» WHAT YOU ARE ASKED TO DO: Rewrite the data below, starting with the line that contains "Locate the shower stall" and going on through the end of the data, replacing "beige" with "tan" and leaving everything else unchanged.

» MATERIAL FOR THIS EXERCISE:
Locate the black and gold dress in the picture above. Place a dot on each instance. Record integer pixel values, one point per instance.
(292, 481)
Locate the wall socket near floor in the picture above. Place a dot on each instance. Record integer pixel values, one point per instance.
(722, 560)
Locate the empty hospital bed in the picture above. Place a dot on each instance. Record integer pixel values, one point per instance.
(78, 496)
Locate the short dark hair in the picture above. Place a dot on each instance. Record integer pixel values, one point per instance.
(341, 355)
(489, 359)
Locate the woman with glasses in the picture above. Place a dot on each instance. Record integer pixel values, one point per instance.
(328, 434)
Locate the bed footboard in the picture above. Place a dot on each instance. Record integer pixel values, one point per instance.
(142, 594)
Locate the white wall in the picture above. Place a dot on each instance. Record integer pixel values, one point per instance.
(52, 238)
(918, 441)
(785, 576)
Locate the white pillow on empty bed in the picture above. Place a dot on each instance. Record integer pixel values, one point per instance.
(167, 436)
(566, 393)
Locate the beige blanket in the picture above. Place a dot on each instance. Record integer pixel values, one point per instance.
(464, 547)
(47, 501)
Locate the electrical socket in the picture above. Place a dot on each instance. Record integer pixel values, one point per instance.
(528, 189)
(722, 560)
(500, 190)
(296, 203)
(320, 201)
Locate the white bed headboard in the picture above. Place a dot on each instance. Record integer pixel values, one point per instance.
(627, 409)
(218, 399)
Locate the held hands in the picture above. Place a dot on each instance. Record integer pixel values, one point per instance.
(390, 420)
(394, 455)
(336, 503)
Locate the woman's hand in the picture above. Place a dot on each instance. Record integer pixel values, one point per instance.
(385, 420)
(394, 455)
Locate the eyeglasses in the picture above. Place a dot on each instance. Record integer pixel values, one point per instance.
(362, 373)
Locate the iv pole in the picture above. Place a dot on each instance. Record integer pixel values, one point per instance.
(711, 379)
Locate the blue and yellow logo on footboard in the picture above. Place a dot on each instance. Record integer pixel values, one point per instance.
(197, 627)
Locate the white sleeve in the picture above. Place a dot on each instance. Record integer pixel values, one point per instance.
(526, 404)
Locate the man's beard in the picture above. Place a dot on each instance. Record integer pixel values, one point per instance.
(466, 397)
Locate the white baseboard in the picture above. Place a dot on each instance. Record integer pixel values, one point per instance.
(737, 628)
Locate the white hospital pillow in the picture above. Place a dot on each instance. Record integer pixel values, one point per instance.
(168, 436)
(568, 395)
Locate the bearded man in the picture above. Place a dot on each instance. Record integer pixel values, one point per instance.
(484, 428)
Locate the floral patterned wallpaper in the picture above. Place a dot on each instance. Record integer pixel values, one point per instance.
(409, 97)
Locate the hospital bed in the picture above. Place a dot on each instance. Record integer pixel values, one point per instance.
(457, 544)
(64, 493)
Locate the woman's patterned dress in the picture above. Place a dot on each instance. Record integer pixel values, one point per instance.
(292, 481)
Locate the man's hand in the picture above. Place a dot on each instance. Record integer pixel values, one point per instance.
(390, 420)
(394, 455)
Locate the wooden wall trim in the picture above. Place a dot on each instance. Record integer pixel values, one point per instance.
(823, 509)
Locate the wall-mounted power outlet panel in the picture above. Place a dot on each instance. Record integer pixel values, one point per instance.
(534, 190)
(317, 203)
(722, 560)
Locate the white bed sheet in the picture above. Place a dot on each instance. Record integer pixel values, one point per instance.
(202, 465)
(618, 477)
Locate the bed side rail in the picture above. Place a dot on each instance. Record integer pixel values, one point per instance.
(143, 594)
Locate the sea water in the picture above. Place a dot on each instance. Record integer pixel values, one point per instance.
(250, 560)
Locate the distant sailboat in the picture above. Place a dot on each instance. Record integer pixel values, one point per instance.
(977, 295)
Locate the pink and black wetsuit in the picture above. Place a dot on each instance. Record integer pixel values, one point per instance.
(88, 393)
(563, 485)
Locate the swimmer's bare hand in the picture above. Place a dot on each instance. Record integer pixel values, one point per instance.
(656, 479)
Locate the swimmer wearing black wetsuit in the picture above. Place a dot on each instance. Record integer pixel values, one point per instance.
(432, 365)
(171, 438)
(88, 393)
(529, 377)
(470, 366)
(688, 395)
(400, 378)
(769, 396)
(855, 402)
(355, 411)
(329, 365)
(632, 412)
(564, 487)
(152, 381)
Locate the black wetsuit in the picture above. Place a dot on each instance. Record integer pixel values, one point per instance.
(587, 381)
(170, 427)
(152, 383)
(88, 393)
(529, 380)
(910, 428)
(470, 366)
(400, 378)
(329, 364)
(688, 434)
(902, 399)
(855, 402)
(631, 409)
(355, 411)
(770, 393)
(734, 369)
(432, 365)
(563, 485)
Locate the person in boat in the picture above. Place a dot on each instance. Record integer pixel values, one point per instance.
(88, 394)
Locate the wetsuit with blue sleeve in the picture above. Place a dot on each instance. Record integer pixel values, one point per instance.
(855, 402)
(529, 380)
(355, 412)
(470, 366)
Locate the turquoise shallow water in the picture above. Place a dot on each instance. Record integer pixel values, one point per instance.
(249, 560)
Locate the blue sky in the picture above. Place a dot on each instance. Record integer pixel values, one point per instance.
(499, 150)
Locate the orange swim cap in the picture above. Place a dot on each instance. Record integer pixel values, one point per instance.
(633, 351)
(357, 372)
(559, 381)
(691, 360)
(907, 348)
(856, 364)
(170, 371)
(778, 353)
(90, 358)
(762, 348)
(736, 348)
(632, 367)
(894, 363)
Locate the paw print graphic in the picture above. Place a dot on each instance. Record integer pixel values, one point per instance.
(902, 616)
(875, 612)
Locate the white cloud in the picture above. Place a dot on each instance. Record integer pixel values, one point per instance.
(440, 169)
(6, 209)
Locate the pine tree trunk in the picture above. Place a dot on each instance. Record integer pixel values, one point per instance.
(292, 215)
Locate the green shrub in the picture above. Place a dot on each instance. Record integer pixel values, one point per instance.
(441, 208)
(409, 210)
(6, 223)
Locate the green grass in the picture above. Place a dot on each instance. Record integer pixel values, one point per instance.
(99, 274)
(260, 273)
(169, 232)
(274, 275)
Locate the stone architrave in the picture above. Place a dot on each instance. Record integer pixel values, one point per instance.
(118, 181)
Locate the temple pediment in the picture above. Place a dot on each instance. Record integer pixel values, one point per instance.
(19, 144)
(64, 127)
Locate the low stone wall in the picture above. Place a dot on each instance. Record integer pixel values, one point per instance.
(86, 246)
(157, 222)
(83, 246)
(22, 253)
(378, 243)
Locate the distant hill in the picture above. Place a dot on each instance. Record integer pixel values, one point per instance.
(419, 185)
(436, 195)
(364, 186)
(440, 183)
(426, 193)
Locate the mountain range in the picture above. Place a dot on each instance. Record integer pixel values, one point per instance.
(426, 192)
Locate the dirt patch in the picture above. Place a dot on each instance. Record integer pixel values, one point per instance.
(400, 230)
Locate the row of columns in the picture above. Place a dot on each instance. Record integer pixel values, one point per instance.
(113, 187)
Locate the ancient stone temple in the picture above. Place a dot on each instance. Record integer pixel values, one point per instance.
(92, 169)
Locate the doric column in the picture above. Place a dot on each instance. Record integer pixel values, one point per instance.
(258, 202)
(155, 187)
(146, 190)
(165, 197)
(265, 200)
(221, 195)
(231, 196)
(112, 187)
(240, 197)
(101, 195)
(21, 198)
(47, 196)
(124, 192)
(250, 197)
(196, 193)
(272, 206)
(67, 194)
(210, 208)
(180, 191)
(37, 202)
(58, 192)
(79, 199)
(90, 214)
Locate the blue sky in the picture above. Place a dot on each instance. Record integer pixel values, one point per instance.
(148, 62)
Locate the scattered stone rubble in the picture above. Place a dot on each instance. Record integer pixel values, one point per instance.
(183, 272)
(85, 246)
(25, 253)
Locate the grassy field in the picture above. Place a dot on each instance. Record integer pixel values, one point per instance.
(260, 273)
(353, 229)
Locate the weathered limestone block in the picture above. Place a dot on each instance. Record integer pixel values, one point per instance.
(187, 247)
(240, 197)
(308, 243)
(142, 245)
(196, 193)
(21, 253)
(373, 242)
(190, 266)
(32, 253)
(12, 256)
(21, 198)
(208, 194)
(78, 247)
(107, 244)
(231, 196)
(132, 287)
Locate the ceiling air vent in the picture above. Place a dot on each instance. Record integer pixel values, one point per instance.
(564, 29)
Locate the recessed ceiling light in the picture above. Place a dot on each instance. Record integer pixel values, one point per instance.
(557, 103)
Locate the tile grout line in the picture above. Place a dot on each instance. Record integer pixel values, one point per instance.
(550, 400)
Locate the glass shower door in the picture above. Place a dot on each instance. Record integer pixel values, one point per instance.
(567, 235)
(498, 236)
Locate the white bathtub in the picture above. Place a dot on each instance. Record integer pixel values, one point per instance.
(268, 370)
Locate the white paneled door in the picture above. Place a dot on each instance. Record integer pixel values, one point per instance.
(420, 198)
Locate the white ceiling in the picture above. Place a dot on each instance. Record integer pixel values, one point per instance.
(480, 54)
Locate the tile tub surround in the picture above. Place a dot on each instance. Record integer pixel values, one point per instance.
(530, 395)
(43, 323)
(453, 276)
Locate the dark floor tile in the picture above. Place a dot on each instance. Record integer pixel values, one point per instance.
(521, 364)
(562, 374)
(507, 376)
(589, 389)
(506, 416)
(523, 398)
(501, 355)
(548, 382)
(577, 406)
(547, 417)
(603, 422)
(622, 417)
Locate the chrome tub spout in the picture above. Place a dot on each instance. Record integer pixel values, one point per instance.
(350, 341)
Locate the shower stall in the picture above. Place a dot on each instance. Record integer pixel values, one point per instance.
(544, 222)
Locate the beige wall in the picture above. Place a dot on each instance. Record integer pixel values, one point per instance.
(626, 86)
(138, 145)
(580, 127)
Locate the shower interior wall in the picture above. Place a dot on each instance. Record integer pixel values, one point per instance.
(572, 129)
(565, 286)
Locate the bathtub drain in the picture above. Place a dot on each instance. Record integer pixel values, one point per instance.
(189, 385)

» SOLUTION FOR THIS EXERCISE:
Locate the shower stall in the picture above. Place a dot on each instance. Record integer pixel values, one point per instance.
(544, 222)
Locate the tan wall in the picture above. Place a dot on each instance. Record integer pixel values, one point per instance.
(626, 86)
(138, 145)
(580, 127)
Locate the shower interior wall in the picture above. Place a dot on each instance. Record integer pixel values, one point per instance.
(572, 129)
(565, 286)
Locate the bathtub drain in the picture above. Place a dot on each instance. Record integer pixel values, one point per instance.
(189, 385)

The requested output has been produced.